• Work to do: Please put each line of the listing below into a numbered list, leaving out blank lines.
**** Data
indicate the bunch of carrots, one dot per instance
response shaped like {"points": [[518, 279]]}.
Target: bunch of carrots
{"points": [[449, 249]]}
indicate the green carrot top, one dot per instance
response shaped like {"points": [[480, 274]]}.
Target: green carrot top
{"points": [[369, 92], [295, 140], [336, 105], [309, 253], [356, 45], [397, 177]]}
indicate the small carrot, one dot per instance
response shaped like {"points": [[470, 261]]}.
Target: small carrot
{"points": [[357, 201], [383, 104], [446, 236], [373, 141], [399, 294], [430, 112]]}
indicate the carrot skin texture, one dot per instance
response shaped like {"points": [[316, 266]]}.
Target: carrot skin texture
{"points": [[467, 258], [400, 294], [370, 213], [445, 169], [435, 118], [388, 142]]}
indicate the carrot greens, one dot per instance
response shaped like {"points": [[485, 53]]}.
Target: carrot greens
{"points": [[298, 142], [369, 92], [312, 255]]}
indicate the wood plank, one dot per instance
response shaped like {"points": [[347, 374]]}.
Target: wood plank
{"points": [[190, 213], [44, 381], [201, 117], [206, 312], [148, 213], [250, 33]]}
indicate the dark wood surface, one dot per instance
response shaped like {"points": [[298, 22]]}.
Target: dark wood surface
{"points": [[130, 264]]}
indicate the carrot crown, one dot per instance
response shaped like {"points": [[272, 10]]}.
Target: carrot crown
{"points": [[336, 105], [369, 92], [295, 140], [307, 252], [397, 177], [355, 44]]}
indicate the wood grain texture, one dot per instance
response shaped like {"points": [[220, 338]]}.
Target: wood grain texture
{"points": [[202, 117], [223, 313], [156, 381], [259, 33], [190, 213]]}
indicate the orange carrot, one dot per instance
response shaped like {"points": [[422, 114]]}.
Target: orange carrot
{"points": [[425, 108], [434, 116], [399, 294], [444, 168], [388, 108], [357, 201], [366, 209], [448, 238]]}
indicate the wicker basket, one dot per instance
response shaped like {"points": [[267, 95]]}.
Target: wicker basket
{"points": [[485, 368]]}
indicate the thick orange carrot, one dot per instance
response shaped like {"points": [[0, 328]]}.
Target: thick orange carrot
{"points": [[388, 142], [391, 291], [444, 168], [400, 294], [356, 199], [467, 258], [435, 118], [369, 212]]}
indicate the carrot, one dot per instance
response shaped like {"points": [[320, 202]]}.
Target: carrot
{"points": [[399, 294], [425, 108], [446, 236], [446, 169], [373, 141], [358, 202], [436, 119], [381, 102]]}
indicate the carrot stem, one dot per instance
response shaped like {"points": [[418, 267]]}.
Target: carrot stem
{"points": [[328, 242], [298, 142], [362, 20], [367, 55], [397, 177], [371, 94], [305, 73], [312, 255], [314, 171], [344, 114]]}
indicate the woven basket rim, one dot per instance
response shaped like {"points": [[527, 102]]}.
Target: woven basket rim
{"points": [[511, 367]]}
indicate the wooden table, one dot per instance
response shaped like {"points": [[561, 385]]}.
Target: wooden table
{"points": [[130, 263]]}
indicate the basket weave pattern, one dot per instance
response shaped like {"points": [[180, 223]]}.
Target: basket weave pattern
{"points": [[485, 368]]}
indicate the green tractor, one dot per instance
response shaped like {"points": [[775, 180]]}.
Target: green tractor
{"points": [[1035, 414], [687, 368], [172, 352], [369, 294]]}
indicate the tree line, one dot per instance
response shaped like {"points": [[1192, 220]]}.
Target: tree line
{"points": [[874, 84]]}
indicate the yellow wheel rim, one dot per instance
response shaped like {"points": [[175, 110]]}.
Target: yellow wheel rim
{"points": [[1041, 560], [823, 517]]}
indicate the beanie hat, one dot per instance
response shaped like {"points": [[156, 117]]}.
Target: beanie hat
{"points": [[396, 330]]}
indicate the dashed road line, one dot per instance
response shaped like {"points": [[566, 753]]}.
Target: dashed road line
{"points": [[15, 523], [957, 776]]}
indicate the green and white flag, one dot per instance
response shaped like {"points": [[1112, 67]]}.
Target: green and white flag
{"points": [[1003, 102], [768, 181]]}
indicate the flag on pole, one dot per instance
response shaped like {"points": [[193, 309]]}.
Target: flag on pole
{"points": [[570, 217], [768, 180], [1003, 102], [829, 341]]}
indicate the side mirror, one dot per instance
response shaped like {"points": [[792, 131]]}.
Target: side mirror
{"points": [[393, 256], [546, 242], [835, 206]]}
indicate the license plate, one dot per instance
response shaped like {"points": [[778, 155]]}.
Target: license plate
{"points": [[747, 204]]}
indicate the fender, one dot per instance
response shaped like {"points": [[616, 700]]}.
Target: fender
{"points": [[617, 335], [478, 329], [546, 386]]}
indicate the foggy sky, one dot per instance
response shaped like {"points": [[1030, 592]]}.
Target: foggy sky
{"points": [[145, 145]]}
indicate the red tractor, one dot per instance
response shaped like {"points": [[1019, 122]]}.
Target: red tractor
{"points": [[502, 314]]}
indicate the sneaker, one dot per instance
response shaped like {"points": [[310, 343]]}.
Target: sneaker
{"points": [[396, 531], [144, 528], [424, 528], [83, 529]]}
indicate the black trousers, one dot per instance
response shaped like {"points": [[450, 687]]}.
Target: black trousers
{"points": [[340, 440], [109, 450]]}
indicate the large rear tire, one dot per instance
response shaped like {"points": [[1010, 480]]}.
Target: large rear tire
********
• Solution to the problem:
1. indicate the bunch of carrots, one dot per instance
2. response shaped like {"points": [[518, 279]]}.
3. Target: bunch of carrots
4. {"points": [[449, 249]]}
5. indicate the green carrot top, one dot per instance
6. response shaped like {"points": [[480, 274]]}.
7. Target: green carrot top
8. {"points": [[369, 92], [295, 140], [336, 105], [309, 253], [356, 45], [397, 177]]}
9. indicate the small carrot, one dot per instance
10. response shaped like {"points": [[470, 261]]}.
11. Target: small carrot
12. {"points": [[357, 201], [383, 104], [446, 236], [373, 141], [399, 294], [430, 112]]}
13. indicate the carrot skin texture, one dot per instance
14. response shaped like {"points": [[316, 266]]}.
15. Target: carrot skin texture
16. {"points": [[467, 258], [400, 294], [370, 213], [445, 169], [435, 118], [388, 142]]}
17. indicate the carrot greens, one dot per instance
18. response shaped like {"points": [[485, 53]]}.
19. Target: carrot greens
20. {"points": [[298, 142], [369, 92], [312, 255]]}
21. indicate the wood plank, one dot per instance
22. response shaped like {"points": [[347, 374]]}.
23. Target: wood plank
24. {"points": [[190, 213], [44, 381], [201, 117], [206, 312], [148, 213], [250, 33]]}
25. indicate the dark wood surface, one dot per instance
26. response shaped like {"points": [[298, 22]]}.
27. Target: dark wood surface
28. {"points": [[130, 264]]}
29. indicate the carrot crown, one dot per instance
30. response shaped like {"points": [[272, 10]]}.
31. Target: carrot crown
32. {"points": [[336, 105], [369, 92], [295, 140], [307, 252], [397, 177], [355, 44]]}
33. indicate the wood grain texture, one dot per instance
34. response shaped like {"points": [[220, 338]]}.
35. Target: wood grain texture
36. {"points": [[202, 117], [223, 313], [156, 381], [259, 33], [190, 213]]}
37. indicate the orange carrot, one dot per instance
38. response shaped like {"points": [[422, 114]]}.
39. Target: orange carrot
40. {"points": [[425, 108], [434, 116], [399, 294], [444, 168], [388, 108], [357, 201], [366, 209], [448, 238]]}
41. indicate the wicker basket, one dot per instance
42. response shaped like {"points": [[267, 95]]}.
43. Target: wicker basket
44. {"points": [[485, 368]]}
45. indicate the thick orange carrot, one dot per instance
46. response shaped like {"points": [[0, 328]]}.
47. Target: thick orange carrot
48. {"points": [[388, 142], [391, 291], [444, 168], [400, 294], [356, 199], [467, 258], [435, 118], [369, 212]]}
49. indicate the carrot, one dot per instance
50. response shaped like {"points": [[320, 202]]}.
51. Target: carrot
52. {"points": [[399, 294], [425, 108], [446, 236], [446, 169], [373, 141], [358, 202], [436, 119], [381, 102]]}
53. indicate the carrot stem, one dot per instance
54. response shaped like {"points": [[418, 267]]}.
55. Target: carrot stem
56. {"points": [[328, 242], [298, 142], [362, 20], [367, 55], [397, 177], [371, 94], [305, 73], [312, 255], [314, 171], [344, 114]]}
57. indicate the woven basket rim, one dot per instance
58. response shaped like {"points": [[527, 102]]}.
59. Target: woven basket rim
60. {"points": [[511, 367]]}
61. indicate the wooden table, one dot per instance
62. response shaped like {"points": [[561, 385]]}.
63. Target: wooden table
64. {"points": [[130, 263]]}
65. indicate the basket weave pattern, one dot per instance
66. response shaped like {"points": [[180, 223]]}.
67. Target: basket weave pattern
68. {"points": [[485, 368]]}
69. indicate the green tractor, one dot per instance
70. response shaped like {"points": [[775, 180]]}.
71. Target: green tractor
72. {"points": [[1035, 414], [687, 368], [172, 352], [369, 294]]}
73. indicate the tree line, one dot per instance
74. response shaped like {"points": [[1192, 220]]}.
75. Target: tree line
76. {"points": [[874, 84]]}
77. indicate the yellow wheel rim, one dot per instance
78. response shaped like {"points": [[175, 110]]}.
79. Target: yellow wheel rim
80. {"points": [[1041, 560], [823, 517]]}
81. indicate the beanie hat, one dot per instance
82. response shaped like {"points": [[156, 117]]}.
83. Target: beanie hat
84. {"points": [[396, 330]]}
85. indicate the dashed road line, one dot per instance
86. response shaped like {"points": [[566, 753]]}.
87. Target: dashed road line
88. {"points": [[15, 523], [957, 776]]}
89. indicate the green and white flag, one dot per instance
90. response shaped like {"points": [[1112, 67]]}.
91. Target: green and white flag
92. {"points": [[1003, 102], [768, 181]]}
93. indicate the flag on pole, one dot per instance
94. response shaped like {"points": [[193, 309]]}.
95. Target: flag on pole
96. {"points": [[570, 217], [768, 180], [1003, 102], [829, 341]]}
97. indicate the side mirror, one dot per instance
98. response shaped like {"points": [[792, 131]]}.
99. Target: side mirror
100. {"points": [[393, 256], [546, 242], [835, 206]]}
101. indicate the license plate, one dot per instance
102. response shaped like {"points": [[778, 155]]}.
103. Target: license plate
104. {"points": [[747, 204]]}
105. indicate the fender, one dot per instance
106. response shaped like {"points": [[616, 700]]}.
107. Target: fender
108. {"points": [[617, 335], [478, 329], [546, 386]]}
109. indicate the foggy sky, one dot per instance
110. response shaped like {"points": [[1030, 592]]}.
111. Target: foggy sky
112. {"points": [[145, 145]]}
113. indicate the red tractor, one dot per instance
114. response shaped like {"points": [[1019, 122]]}.
115. Target: red tractor
116. {"points": [[502, 314]]}
117. indicate the sneaker, one dot per instance
118. response shaped like {"points": [[310, 343]]}.
119. Target: sneaker
120. {"points": [[396, 531], [144, 528], [424, 528], [83, 529]]}
121. indicate the black trousers, one dot per instance
122. response shaped like {"points": [[450, 687]]}.
123. Target: black trousers
124. {"points": [[340, 440], [109, 450]]}
125. indicate the large rear tire, one dot per instance
126. response shaped like {"points": [[1010, 480]]}.
127. Target: large rear tire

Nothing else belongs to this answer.